MATERIAL FOR THE TASK:

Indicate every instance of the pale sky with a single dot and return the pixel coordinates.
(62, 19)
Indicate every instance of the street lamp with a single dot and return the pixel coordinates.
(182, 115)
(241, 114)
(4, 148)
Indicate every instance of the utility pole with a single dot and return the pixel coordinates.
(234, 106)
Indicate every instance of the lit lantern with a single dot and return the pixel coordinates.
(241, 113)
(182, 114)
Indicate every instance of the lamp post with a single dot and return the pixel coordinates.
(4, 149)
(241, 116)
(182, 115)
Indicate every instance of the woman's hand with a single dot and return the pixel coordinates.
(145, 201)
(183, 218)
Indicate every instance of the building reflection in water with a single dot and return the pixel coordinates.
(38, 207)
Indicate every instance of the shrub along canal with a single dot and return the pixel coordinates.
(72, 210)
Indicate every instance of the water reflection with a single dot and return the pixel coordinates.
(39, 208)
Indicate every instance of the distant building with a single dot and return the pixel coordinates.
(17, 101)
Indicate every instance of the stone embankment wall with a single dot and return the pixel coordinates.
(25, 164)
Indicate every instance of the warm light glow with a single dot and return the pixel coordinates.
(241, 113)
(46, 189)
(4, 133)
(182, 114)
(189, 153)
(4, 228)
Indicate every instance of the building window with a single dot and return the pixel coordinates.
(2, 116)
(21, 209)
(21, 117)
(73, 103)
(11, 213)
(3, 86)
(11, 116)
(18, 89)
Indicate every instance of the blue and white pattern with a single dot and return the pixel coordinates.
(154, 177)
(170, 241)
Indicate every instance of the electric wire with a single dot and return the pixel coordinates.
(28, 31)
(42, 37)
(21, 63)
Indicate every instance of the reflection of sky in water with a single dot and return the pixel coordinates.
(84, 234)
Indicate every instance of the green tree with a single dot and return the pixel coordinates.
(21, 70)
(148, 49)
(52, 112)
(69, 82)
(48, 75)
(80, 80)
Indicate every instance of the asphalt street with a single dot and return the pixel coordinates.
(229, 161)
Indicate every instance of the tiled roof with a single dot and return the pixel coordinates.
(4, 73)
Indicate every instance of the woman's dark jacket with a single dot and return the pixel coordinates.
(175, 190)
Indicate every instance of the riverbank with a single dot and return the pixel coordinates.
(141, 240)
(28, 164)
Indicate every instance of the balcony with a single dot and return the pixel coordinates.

WHAT YOU ARE ASKED TO DO: Edit all of the entries above so that "with a single dot" becomes "with one dot" wherever it occurs. Keep every other word, number and line unchanged.

SOLUTION TO THE EXERCISE:
Indicate every instance of the pale sky with one dot and return the pixel coordinates.
(62, 19)
Indicate every instance of the street lamp with one dot and return the pixel coordinates.
(182, 115)
(241, 114)
(4, 148)
Indicate every instance of the utility pole with one dot and return the pixel coordinates.
(234, 106)
Indicate every instance of the lit lantern with one dot and return the pixel coordinates.
(241, 113)
(182, 114)
Indicate every instance of the lamp post with one dot and return the pixel coordinates.
(4, 149)
(241, 116)
(182, 115)
Indicate every instance of the woman's hand with one dot and return the pixel coordinates.
(145, 201)
(183, 218)
Indicate every instance of the building reflection in water with one dot and return the pixel coordinates.
(38, 207)
Indicate every instance of the shrub along canal with one dot and return the pixel coordinates.
(72, 210)
Indicate every instance of the water reflection with one dot and return the pixel coordinates.
(39, 208)
Indicate every instance of the distant building with one dot and return the pixel coordinates.
(17, 101)
Indicate every instance of the stone embankment wall with one dot and return the pixel coordinates.
(25, 164)
Indicate every instance of the warm light glow with one dot and return the pixel coordinates.
(241, 113)
(46, 189)
(4, 133)
(182, 114)
(189, 153)
(4, 228)
Indicate every instance of the building window with one dot and return the pixel coordinates.
(2, 116)
(21, 209)
(21, 117)
(73, 103)
(11, 213)
(3, 86)
(11, 116)
(18, 89)
Indicate every instance of the blue and white pattern with one dot and return the pixel coordinates.
(154, 177)
(170, 241)
Indicate every instance of the electric wire with one dot and return the pixel coordinates.
(28, 31)
(42, 37)
(21, 63)
Indicate every instance of the reflection of sky in water with one dot and return the pixel coordinates.
(84, 234)
Indicate every instance of the green tree with one dot and return the pixel coordinates.
(21, 70)
(148, 49)
(52, 112)
(69, 82)
(48, 75)
(80, 80)
Indicate every instance of the asphalt street with one dot and return the pixel coordinates.
(229, 161)
Indicate every instance of the tiled roof with one dot and return the pixel coordinates.
(4, 73)
Indicate every instance of the woman's dark jacket with one dot and return the pixel coordinates.
(175, 190)
Indicate every instance of the riverbank with one dot and return the pixel coordinates.
(141, 240)
(28, 164)
Indicate every instance of the balcony with one dot and return the pixel coordinates.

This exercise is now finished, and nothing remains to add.